Records from a dataset
= = = = = = =

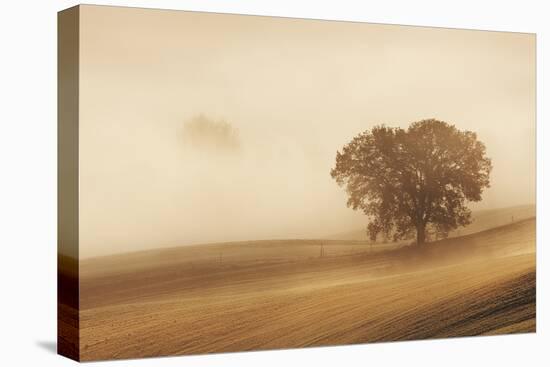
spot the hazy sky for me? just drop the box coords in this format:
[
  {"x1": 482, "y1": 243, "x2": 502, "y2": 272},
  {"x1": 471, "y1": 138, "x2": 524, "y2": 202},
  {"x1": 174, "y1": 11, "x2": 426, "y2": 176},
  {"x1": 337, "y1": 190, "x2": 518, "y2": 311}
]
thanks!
[{"x1": 77, "y1": 5, "x2": 535, "y2": 258}]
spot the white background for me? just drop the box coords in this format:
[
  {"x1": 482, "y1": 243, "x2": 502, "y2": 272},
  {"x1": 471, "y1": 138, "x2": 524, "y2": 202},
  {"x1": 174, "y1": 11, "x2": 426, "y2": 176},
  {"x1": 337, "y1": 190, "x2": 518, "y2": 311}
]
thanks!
[{"x1": 0, "y1": 0, "x2": 547, "y2": 366}]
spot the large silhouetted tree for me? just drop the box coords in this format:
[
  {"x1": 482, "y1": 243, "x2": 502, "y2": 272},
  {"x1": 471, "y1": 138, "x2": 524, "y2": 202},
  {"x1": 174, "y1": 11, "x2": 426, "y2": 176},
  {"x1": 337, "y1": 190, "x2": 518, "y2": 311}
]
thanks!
[{"x1": 330, "y1": 119, "x2": 492, "y2": 245}]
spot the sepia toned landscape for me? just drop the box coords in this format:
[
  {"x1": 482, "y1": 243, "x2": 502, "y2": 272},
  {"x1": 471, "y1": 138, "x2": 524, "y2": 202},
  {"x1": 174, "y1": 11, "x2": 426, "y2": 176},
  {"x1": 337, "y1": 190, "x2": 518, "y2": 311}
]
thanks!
[
  {"x1": 58, "y1": 5, "x2": 535, "y2": 362},
  {"x1": 74, "y1": 206, "x2": 534, "y2": 360}
]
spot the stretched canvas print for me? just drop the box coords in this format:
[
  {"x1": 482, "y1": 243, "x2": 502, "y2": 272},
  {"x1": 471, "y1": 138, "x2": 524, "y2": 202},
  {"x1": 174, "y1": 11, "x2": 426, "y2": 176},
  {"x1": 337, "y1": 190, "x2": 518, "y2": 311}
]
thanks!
[{"x1": 58, "y1": 4, "x2": 536, "y2": 362}]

= = = = = = =

If a line in the records above has the word "drop", copy it.

spot the hazy sky for me? just drop the box coords in this format:
spot the white background for me? just drop the box coords in this format:
spot the large silhouetted tree for me? just drop the box coords in this format:
spot the sepia toned landscape for me? just drop the box coords in this format:
spot the stretched canvas print for me? just drop the box coords in this format:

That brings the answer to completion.